## EXERCISE GOAL
Skip every line before the one containing "grass field. Keep to one point per instance.", then copy that line and the rest of the entries below exactly, through the last line.

[Natural language region descriptions]

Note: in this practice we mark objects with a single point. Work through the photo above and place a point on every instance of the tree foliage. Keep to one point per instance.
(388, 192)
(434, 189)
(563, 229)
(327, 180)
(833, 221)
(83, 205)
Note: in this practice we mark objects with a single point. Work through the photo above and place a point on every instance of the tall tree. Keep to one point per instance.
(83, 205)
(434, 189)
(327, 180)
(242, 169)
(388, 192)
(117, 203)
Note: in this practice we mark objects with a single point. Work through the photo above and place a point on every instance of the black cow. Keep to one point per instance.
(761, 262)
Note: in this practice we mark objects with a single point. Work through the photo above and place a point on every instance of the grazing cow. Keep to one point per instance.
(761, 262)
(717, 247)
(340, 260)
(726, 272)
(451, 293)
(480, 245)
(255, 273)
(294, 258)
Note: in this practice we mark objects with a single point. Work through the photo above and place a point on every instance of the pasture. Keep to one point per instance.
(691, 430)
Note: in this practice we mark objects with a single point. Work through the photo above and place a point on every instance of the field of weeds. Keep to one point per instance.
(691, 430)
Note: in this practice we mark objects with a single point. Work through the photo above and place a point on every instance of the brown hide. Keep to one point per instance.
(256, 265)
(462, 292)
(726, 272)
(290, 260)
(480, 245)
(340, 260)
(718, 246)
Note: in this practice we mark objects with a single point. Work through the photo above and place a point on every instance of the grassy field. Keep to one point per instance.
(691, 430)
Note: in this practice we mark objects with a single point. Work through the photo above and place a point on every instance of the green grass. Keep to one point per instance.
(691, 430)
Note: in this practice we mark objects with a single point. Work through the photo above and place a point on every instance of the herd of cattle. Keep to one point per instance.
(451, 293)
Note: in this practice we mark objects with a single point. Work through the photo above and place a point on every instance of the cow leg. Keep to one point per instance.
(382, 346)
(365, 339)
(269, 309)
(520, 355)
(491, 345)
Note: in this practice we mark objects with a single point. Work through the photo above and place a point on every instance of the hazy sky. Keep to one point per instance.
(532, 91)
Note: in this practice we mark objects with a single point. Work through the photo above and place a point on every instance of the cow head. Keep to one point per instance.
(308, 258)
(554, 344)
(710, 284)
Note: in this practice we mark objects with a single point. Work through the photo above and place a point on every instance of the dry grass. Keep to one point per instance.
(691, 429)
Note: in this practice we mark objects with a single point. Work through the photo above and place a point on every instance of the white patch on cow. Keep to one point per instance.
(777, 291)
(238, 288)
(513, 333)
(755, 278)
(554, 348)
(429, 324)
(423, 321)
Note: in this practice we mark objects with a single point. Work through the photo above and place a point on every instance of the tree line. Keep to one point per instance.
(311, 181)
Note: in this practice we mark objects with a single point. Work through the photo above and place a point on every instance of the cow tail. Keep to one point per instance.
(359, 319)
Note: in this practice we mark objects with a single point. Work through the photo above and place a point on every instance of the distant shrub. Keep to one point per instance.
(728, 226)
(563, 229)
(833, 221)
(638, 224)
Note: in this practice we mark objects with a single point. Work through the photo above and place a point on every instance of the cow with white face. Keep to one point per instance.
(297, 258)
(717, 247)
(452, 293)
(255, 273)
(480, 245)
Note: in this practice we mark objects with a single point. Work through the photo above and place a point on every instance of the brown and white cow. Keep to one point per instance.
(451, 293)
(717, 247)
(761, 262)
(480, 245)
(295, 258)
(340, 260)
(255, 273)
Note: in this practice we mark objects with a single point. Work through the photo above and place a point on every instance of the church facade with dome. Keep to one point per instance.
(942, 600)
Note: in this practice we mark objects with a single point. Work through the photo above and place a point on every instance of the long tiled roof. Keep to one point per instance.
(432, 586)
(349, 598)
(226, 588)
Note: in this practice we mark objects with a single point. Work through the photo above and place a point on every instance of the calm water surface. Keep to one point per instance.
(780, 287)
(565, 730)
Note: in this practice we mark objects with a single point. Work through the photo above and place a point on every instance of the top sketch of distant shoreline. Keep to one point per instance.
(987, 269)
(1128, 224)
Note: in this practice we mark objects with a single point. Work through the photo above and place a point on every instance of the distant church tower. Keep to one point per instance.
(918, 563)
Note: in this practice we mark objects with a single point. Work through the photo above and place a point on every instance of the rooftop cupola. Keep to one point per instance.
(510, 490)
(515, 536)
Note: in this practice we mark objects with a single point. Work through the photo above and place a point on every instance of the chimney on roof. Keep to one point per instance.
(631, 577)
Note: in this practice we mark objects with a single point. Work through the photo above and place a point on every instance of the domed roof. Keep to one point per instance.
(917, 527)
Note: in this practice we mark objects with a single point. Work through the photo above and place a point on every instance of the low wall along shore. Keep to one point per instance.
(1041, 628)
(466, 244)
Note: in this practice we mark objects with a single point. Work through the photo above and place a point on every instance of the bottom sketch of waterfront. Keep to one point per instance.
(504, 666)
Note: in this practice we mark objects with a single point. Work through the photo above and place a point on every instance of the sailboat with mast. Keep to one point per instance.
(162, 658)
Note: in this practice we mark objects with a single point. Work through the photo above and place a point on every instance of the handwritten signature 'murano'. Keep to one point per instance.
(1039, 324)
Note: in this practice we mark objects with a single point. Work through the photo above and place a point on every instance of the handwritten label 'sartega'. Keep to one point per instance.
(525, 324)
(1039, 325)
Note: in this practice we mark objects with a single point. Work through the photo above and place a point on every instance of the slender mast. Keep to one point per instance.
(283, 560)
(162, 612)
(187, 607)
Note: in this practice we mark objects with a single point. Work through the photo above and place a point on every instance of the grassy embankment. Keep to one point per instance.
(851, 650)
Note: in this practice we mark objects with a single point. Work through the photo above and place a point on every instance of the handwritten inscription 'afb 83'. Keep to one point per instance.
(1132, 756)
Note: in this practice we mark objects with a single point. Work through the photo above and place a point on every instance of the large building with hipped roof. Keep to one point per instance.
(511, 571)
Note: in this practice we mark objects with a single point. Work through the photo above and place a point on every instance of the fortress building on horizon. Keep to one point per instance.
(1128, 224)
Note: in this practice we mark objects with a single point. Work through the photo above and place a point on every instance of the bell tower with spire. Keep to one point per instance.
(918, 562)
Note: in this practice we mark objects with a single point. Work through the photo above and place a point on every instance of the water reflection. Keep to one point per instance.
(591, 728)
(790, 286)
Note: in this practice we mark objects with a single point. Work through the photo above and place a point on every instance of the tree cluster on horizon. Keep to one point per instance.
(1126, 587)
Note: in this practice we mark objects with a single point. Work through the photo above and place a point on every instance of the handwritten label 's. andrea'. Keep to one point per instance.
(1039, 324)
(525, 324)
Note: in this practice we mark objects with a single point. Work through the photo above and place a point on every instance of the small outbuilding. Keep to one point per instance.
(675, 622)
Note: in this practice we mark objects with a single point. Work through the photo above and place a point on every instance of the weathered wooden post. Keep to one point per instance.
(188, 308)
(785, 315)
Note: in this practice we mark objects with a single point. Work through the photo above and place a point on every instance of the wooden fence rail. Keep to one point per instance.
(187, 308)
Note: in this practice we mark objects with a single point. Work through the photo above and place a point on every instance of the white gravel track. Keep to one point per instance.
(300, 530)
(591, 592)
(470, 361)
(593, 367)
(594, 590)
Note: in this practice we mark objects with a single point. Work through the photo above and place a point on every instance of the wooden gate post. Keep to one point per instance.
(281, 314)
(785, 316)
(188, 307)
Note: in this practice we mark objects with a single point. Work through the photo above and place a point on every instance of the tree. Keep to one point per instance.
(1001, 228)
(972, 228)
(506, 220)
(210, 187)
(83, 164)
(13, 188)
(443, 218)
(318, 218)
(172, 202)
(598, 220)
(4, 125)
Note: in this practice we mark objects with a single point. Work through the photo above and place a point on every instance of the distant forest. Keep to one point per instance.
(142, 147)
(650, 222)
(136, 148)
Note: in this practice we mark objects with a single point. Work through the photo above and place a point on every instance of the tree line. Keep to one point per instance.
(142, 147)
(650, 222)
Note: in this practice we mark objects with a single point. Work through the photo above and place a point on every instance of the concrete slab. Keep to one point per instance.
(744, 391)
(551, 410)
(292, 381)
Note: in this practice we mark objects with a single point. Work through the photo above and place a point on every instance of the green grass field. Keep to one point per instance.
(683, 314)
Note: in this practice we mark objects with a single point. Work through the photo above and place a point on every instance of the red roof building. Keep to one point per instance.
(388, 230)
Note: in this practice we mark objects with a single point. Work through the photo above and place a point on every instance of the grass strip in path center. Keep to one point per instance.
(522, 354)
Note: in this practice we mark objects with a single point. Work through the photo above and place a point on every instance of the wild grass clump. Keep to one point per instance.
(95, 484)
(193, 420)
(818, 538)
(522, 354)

## RESPONSE TO THIS EXERCISE
Note: in this practice we mark objects with a single point. Work through the photo above and place a point on every instance of the green grass field. Keep to one point per instance.
(683, 314)
Note: in this practice we mark objects with a single point. Work through the photo above and place a point on every instance of the red roof building. Keep to one point per instance.
(388, 230)
Note: in this practice we mark objects with a single point. Work through the photo above and place a point on every instance of the grass strip in path center. Keep to one point per instance.
(522, 354)
Note: in this practice we mark objects with a single point. Work through the photo above and place a point on every instance of the wild grass clump. Keep to one point per instance.
(95, 484)
(193, 420)
(818, 538)
(522, 354)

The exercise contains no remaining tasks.